What to work on:
From the listing below, set down exactly the lines between the one holding "the dog ear" and the one holding "Target: dog harness", inclusive. No other line is wanted.

Data supplied:

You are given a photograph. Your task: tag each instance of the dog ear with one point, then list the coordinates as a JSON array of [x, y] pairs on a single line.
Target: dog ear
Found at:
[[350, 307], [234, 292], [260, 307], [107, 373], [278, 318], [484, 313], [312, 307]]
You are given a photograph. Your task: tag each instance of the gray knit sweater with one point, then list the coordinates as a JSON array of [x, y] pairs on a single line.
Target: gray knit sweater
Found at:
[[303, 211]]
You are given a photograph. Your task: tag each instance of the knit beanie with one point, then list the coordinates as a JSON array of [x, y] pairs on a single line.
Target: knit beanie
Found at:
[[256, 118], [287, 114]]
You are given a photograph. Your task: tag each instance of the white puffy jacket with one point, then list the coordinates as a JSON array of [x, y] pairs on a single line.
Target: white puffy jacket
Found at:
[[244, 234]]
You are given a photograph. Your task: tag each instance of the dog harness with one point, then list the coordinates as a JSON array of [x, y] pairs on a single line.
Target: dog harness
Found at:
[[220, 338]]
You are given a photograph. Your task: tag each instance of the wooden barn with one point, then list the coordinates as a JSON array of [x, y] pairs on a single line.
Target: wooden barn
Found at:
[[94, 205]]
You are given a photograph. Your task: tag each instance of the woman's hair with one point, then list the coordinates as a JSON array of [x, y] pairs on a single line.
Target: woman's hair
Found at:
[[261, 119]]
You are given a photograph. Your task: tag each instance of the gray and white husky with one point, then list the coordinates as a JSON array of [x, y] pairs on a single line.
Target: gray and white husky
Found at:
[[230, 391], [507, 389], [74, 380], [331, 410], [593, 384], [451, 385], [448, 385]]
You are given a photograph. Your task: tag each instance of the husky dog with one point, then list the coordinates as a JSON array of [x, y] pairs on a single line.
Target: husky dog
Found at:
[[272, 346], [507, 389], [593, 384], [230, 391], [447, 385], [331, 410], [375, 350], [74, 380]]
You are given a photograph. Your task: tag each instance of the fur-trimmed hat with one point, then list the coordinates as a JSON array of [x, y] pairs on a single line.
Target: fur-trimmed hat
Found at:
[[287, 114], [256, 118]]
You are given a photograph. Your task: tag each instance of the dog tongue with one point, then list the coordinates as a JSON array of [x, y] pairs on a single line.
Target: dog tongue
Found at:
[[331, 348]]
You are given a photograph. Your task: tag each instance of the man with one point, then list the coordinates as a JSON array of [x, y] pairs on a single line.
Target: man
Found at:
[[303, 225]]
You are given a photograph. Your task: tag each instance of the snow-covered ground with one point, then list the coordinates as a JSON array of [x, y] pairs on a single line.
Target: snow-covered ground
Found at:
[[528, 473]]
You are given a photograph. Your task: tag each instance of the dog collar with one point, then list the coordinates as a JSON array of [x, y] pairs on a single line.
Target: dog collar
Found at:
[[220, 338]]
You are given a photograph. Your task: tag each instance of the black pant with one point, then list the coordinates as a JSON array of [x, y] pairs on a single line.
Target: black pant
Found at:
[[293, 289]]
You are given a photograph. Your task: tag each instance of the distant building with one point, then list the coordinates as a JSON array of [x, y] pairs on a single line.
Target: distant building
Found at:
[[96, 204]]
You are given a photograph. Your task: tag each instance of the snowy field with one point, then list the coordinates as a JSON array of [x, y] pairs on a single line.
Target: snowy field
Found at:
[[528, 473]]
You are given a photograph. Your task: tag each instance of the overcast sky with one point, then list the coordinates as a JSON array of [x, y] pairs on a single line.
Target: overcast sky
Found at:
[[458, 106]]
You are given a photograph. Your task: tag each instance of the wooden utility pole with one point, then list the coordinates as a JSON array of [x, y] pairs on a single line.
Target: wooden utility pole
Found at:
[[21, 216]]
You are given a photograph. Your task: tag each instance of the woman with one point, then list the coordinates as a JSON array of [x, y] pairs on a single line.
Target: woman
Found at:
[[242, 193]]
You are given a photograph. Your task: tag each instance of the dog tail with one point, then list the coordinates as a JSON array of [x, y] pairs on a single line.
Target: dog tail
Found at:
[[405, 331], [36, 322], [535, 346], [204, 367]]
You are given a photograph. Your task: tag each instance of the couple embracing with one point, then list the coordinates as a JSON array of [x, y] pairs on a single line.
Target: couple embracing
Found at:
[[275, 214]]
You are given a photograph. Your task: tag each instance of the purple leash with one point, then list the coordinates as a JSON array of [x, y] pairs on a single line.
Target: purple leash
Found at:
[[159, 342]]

...

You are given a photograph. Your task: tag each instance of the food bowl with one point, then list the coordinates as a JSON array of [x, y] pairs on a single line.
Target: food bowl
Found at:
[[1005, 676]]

--

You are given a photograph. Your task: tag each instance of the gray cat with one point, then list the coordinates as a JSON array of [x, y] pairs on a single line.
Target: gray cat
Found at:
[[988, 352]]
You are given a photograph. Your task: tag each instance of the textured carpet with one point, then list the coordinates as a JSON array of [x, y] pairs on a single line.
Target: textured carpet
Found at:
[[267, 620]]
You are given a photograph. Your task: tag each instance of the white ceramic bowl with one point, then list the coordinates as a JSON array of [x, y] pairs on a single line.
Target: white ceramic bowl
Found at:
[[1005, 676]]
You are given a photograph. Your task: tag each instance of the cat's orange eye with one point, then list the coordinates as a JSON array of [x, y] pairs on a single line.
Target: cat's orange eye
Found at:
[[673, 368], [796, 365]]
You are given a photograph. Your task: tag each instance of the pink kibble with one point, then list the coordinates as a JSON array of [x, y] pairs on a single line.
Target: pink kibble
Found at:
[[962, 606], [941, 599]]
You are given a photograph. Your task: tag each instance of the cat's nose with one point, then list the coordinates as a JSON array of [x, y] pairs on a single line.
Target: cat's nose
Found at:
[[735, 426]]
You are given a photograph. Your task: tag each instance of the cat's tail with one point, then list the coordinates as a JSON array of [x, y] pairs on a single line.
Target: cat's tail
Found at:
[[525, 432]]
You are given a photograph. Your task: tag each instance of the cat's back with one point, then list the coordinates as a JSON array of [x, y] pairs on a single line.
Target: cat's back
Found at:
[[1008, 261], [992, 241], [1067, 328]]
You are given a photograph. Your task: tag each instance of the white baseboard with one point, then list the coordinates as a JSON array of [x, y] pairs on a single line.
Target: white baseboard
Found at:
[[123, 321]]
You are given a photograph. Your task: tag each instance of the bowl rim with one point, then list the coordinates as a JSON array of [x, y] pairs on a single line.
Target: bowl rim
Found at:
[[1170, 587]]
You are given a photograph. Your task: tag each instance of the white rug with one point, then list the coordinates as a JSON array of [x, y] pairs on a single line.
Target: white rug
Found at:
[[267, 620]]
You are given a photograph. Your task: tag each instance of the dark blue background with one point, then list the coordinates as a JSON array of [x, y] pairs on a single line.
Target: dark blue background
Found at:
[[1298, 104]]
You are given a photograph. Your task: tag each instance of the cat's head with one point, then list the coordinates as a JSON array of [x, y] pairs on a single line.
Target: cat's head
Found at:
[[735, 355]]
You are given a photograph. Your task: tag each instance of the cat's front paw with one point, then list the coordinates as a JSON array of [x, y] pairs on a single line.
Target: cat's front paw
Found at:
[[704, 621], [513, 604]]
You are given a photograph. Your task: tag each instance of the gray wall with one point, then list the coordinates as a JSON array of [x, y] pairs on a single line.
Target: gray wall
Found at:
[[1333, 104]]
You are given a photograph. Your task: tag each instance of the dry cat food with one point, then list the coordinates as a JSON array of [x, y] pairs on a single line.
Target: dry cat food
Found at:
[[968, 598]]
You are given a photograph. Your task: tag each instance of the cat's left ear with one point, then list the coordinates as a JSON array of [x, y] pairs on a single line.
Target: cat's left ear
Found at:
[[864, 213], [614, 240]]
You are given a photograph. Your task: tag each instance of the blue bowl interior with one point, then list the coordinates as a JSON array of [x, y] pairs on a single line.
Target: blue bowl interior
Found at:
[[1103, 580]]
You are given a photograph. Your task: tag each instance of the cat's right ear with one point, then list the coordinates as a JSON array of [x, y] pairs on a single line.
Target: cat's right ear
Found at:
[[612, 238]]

Result below:
You are given a photograph. Your task: tag each instance of the dog ear with one point, then list the coordinates as a JSON array of [x, y] pairs on a single line.
Target: dog ear
Found at:
[[350, 307], [234, 292], [260, 307], [107, 373], [278, 318], [484, 313], [312, 307]]
You are given a photograph. Your task: tag each instance of the gray knit sweater with one point, then list the coordinates as a JSON array of [x, y] pairs on a single line.
Target: gray knit sweater
Found at:
[[303, 211]]
You are given a photograph. Your task: tag each instance of the knit beanie with one point, then list the coordinates as a JSON array of [x, y] pairs on a single line.
Target: knit beanie
Found at:
[[256, 118], [287, 114]]
You are given a photograph. Your task: tag each instance of the white puffy jacket with one point, then list the coordinates as a JSON array of [x, y] pairs on a single line.
Target: white puffy jacket
Found at:
[[244, 234]]
You are given a photograph. Your task: tag each instance of the dog harness with one point, then list the coordinates as a JSON array of [x, y] pairs on a single line.
Target: dog harness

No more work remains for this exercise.